(Stored records)
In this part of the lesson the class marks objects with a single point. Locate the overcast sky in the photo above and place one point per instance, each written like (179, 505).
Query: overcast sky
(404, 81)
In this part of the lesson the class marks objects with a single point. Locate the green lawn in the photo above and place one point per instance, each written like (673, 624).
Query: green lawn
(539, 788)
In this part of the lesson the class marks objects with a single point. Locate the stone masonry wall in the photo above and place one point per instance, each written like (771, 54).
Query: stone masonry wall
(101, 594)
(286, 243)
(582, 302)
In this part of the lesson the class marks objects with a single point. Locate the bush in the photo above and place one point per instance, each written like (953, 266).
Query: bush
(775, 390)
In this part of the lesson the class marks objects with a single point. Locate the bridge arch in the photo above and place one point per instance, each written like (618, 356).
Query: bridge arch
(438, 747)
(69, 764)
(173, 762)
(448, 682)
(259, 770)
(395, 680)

* [Directions for this task] Copy out every row above, putting "the group" wherever "the class" appears and keeping all other text the same.

* [Solution for this exercise]
In this part of the lesson the group marks objects with a single point. Locate the overcast sky in the photo above and place one point per instance, each written like (179, 505).
Query: overcast sky
(404, 81)
In this part of the lesson the group marks objects with a single point. Locate the green lawn in the photo above and place one point per instance, each written like (673, 624).
Query: green lawn
(539, 788)
In this part of the lesson the group marks objects with a single point. Locate the stone masonry wall in the photo above and place one point per instance, each written like (771, 54).
Query: stone masonry wall
(101, 594)
(286, 243)
(582, 302)
In this part of the lesson the group marks objects with a single point. Locate the bush in the photo above and place one point per instance, each written like (953, 266).
Query: bush
(775, 390)
In this part of the lesson the group marks objects with a single point. Locate the bridge arch in the photo above and place one point per instance, each written like (618, 356).
Query: bridge arch
(438, 747)
(69, 764)
(173, 762)
(448, 682)
(259, 770)
(395, 680)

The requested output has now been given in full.